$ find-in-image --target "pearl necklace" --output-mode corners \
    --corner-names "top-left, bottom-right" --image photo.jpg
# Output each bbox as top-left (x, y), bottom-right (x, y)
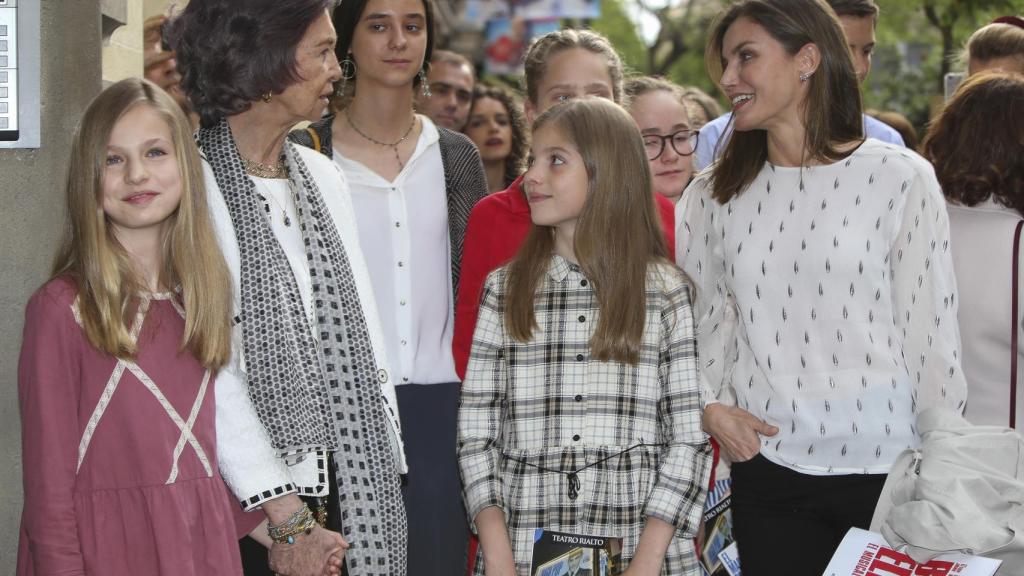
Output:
top-left (239, 154), bottom-right (288, 178)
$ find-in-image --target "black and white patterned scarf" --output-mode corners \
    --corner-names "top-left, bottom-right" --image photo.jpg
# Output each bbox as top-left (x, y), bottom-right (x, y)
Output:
top-left (197, 120), bottom-right (407, 576)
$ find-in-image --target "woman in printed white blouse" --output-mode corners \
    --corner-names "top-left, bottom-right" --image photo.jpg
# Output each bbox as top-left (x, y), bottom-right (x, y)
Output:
top-left (459, 98), bottom-right (711, 576)
top-left (677, 0), bottom-right (966, 576)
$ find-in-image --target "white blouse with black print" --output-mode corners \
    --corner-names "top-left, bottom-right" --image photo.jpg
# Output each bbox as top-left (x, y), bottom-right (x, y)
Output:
top-left (458, 256), bottom-right (712, 576)
top-left (676, 139), bottom-right (967, 475)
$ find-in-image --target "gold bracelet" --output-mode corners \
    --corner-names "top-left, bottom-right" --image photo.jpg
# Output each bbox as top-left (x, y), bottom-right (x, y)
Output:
top-left (266, 504), bottom-right (316, 544)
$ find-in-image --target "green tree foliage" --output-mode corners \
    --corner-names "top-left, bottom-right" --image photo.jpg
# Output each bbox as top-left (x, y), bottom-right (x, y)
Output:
top-left (590, 0), bottom-right (647, 74)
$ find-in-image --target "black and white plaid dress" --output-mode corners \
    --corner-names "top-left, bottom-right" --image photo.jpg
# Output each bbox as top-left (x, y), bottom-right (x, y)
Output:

[Exercise requirements] Reproduce every one of the records above word for word, but leave out the picture.

[Completed task]
$ find-in-image --target "pearl necklace" --output-mode corners \
    --corner-names "top-left, bottom-right" --image photo.jpg
# Output each bbox as top-left (x, y), bottom-right (x, y)
Output:
top-left (239, 154), bottom-right (288, 178)
$ find-in-image --target "black and white patterned scarf" --output-mode corners \
    --corner-names "top-left, bottom-right" --image photo.jpg
# Output each bbox as top-left (x, y), bottom-right (x, y)
Output:
top-left (197, 120), bottom-right (407, 576)
$ find-in-image --target "woman in printed white blouse" --output-mode corners \
    --corner-names "top-left, bottom-right" --image photo.jpg
# Output each bbox as top-left (x, y), bottom-right (x, y)
Output:
top-left (459, 98), bottom-right (711, 576)
top-left (677, 0), bottom-right (966, 576)
$ find-in-image --target "white blouse with black print" --output-mode corners \
    --corner-names "top-left, bottom-right" --image photo.jpg
# Output each bbox as top-left (x, y), bottom-right (x, y)
Output:
top-left (458, 256), bottom-right (712, 576)
top-left (676, 139), bottom-right (967, 475)
$ find-in-image --target "gold bracelet" --output-mode corners \
    --corner-names "top-left, bottom-right" --image photo.jpg
# Output each bbox as top-left (x, y), bottom-right (x, y)
Output:
top-left (266, 504), bottom-right (316, 544)
$ find-in-image --target "green tree foliage" --output-mode corners \
    --corner-names "top-left, bottom-right" --image photo.jpg
# Output each bbox as top-left (x, y), bottom-right (x, y)
Output:
top-left (590, 0), bottom-right (647, 74)
$ find-in-image --target "black and white plaid dress" --output-mode corners \
    --corner-names "top-left, bottom-right" --image photo.jpg
# Output each bbox as top-left (x, y), bottom-right (x, y)
Output:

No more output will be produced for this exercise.